**Provided information:**
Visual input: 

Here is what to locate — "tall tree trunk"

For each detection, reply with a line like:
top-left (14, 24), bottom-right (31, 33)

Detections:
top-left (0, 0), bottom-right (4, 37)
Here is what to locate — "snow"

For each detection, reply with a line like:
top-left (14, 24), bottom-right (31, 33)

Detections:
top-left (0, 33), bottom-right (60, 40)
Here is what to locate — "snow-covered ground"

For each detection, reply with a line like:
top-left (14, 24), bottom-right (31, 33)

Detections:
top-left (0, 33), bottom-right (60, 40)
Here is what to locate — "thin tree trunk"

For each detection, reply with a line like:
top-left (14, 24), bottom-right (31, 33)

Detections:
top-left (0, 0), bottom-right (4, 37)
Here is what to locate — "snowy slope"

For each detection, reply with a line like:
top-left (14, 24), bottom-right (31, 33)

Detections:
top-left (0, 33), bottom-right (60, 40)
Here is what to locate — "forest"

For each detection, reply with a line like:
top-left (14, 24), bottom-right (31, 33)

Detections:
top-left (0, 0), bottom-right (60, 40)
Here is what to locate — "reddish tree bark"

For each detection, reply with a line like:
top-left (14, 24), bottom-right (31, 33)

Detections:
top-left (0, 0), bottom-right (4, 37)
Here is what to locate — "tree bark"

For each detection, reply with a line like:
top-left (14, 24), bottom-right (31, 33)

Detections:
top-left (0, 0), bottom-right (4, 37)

**What is expected:** From the listing above, copy out each line that contains the string "Here". Letter case counts.

**In response:**
Here is what to locate — "tall tree trunk"
Here is what to locate — "snow"
Here is what to locate — "snow-covered ground"
Here is what to locate — "thin tree trunk"
Here is what to locate — "snowy slope"
Here is what to locate — "forest"
Here is what to locate — "reddish tree bark"
Here is what to locate — "tree bark"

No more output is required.